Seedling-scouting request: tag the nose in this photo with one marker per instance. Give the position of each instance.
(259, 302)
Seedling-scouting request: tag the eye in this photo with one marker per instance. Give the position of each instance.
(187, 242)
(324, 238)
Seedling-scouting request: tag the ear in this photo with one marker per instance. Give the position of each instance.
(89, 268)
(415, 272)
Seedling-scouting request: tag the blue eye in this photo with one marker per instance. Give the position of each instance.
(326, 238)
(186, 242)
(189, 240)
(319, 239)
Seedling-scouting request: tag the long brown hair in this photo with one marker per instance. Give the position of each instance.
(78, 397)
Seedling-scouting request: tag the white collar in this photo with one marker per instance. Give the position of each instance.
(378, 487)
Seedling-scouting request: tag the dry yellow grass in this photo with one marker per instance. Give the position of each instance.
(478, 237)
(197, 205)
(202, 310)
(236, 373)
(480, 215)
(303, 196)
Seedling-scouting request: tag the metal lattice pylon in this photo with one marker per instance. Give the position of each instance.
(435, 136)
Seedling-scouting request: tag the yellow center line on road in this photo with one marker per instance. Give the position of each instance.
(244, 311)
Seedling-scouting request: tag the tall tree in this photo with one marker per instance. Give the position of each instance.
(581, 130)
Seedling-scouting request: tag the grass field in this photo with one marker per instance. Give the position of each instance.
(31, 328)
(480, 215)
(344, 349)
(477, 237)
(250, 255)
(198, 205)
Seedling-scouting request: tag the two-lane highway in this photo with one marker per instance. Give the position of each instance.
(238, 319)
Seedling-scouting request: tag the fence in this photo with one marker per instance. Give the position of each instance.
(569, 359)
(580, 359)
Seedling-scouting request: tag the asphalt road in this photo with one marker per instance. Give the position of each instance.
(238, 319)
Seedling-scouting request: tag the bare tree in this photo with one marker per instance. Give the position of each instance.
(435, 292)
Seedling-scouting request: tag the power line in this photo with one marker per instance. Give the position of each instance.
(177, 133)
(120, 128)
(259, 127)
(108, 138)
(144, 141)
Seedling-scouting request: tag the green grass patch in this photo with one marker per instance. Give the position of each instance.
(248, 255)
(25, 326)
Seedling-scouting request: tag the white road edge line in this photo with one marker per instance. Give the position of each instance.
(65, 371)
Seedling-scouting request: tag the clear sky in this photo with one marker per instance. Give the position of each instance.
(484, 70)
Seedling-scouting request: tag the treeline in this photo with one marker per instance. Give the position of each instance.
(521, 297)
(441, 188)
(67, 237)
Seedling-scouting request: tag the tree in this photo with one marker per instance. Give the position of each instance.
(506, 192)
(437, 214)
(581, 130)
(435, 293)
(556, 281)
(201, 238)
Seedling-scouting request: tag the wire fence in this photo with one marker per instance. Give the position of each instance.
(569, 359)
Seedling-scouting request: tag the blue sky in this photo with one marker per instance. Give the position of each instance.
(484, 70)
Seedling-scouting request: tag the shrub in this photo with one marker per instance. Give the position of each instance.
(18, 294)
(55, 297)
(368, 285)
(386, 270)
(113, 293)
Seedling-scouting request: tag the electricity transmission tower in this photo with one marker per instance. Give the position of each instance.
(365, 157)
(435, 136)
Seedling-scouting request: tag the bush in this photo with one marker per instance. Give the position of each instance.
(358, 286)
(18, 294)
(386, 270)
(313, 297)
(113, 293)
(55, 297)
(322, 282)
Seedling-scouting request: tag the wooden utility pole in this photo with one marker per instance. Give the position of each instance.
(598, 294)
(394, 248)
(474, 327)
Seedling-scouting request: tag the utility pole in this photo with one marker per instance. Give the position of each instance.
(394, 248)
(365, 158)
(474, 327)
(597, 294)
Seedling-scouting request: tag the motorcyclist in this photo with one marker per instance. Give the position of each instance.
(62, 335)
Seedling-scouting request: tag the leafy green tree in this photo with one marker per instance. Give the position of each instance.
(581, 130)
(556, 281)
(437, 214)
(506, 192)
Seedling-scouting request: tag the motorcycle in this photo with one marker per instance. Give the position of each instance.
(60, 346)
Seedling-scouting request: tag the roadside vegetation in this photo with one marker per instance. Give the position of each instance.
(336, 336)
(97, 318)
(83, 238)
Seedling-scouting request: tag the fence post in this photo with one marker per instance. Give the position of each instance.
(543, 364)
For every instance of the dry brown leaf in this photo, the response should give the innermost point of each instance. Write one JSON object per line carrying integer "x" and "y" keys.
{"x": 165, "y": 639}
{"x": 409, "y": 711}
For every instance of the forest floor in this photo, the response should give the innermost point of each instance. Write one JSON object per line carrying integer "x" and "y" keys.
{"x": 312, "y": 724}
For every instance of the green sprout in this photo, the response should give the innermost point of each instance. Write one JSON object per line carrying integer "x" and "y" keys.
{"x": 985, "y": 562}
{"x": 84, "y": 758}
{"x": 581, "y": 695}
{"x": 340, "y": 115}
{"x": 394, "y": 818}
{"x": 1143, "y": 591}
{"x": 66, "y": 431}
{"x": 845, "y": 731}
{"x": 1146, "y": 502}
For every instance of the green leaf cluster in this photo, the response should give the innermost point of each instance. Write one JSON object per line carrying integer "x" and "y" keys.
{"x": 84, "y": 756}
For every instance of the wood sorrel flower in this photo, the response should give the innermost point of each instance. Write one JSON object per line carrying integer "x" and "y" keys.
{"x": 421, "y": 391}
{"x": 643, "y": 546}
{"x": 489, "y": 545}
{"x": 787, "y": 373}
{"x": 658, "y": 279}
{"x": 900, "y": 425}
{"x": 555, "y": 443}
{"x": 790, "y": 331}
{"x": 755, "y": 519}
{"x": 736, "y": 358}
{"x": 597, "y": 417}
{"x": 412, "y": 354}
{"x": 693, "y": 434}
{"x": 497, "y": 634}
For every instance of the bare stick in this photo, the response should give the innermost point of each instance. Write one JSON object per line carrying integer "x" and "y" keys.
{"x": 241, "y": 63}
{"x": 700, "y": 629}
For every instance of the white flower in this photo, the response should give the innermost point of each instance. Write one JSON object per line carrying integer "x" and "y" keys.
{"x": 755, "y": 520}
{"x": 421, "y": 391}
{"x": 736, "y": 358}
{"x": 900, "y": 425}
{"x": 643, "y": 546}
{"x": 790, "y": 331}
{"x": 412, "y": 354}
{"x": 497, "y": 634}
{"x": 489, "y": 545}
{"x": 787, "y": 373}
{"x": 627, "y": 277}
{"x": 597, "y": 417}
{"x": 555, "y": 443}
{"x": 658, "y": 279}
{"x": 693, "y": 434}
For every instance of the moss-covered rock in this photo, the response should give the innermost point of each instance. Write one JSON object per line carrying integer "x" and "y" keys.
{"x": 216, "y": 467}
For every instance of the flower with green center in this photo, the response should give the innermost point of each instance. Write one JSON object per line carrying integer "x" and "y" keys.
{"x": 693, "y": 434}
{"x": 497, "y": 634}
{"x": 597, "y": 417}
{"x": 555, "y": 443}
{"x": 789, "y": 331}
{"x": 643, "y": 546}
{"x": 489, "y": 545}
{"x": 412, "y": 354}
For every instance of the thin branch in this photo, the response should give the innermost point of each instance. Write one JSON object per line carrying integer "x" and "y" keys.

==================================================

> _Task instructions_
Quote only the lines from the line containing "For every instance of the moss-covered" through the end of the entries, keeping the first and the last.

> _Response to this exercise_
For every instance of the moss-covered rock in this photo, the response should give the innermost point of each instance. Write one JSON object per line carrying integer "x" and "y" keys.
{"x": 216, "y": 467}
For every instance of the flower with green center in this photo, the response should give the innermost point of each instance. Write one JSON object per line carrying integer "x" and "y" keys.
{"x": 693, "y": 434}
{"x": 497, "y": 634}
{"x": 597, "y": 417}
{"x": 555, "y": 443}
{"x": 789, "y": 331}
{"x": 643, "y": 546}
{"x": 489, "y": 545}
{"x": 412, "y": 354}
For every instance of the thin branch in this photo, the response should give the innermost point of each instance. Write one JSON object per line carrying integer "x" and "y" keys.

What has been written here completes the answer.